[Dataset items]
------------------------------------------------------------

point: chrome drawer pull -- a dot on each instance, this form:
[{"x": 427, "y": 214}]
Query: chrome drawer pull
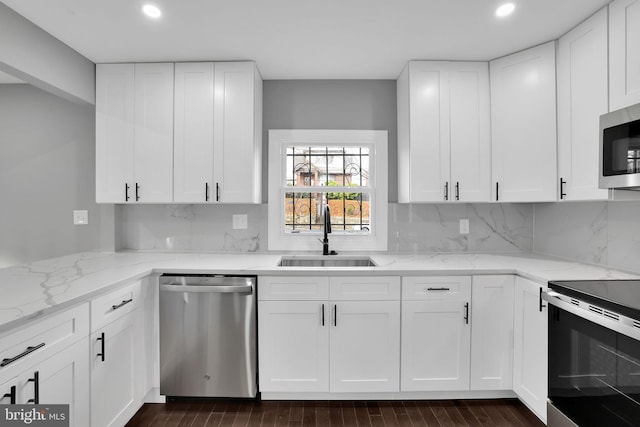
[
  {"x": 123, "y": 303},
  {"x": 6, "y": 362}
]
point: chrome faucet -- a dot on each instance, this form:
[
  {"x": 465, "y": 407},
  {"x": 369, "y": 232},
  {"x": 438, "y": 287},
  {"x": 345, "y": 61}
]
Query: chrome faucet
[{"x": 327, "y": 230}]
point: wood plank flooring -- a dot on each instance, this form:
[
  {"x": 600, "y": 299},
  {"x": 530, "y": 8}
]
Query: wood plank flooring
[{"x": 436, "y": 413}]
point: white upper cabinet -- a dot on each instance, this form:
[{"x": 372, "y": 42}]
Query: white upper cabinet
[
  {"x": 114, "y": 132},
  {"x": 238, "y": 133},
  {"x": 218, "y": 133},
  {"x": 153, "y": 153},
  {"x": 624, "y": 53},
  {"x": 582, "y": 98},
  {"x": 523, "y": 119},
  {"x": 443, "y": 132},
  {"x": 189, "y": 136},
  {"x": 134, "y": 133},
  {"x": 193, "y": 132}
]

------------------------------------------------------------

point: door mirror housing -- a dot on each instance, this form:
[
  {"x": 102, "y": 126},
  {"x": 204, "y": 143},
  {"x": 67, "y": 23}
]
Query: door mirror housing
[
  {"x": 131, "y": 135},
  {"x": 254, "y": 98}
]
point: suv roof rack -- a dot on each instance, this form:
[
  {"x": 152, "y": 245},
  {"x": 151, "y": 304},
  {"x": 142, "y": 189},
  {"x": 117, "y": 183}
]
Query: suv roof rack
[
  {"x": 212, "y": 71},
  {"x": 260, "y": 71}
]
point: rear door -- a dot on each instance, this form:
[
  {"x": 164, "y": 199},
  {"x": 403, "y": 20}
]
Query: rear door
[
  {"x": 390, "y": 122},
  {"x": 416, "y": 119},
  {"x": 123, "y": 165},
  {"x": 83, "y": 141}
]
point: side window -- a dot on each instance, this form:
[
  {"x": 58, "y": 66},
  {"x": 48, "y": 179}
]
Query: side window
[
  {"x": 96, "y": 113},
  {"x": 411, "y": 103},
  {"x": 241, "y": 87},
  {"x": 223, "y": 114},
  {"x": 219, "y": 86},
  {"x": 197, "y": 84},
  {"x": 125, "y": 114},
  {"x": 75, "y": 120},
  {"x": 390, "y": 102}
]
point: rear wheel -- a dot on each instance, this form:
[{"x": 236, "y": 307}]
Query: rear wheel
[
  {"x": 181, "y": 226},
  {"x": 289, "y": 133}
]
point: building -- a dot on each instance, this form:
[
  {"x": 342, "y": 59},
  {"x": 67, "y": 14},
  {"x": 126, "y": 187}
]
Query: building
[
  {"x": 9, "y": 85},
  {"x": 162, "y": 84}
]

------------------------------------------------------------

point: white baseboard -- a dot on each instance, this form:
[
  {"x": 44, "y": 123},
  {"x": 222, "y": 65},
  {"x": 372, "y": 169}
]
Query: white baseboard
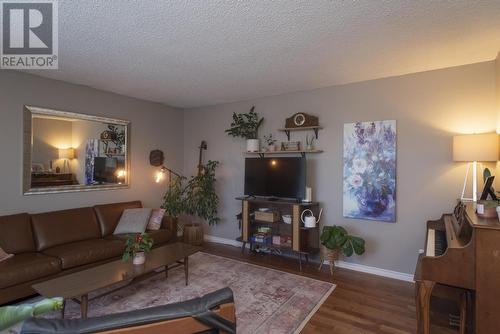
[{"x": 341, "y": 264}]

------------------------------------------------------------

[Requirement]
Show all of the lines above in which "point" is present.

[Reply to the exercise]
point: chrome drawer pull -- a dot on each instance, this form:
point: chrome faucet -- a dot on each instance, this form:
point: wood plank flooring -- a dot on each instance, this form:
point: white upper cabinet -- a dot on each instance, this form:
point: door mirror housing -- a dot on each instance, this form:
point: suv roof rack -- a dot on each instance, this form:
point: rear door -- a dot on each instance, this form:
point: side window -- a dot on each instance, this form:
point: rear wheel -- a dot on each instance, this form:
point: building -- a dot on each instance, this form:
point: white baseboard -- a dot on each instance, this form:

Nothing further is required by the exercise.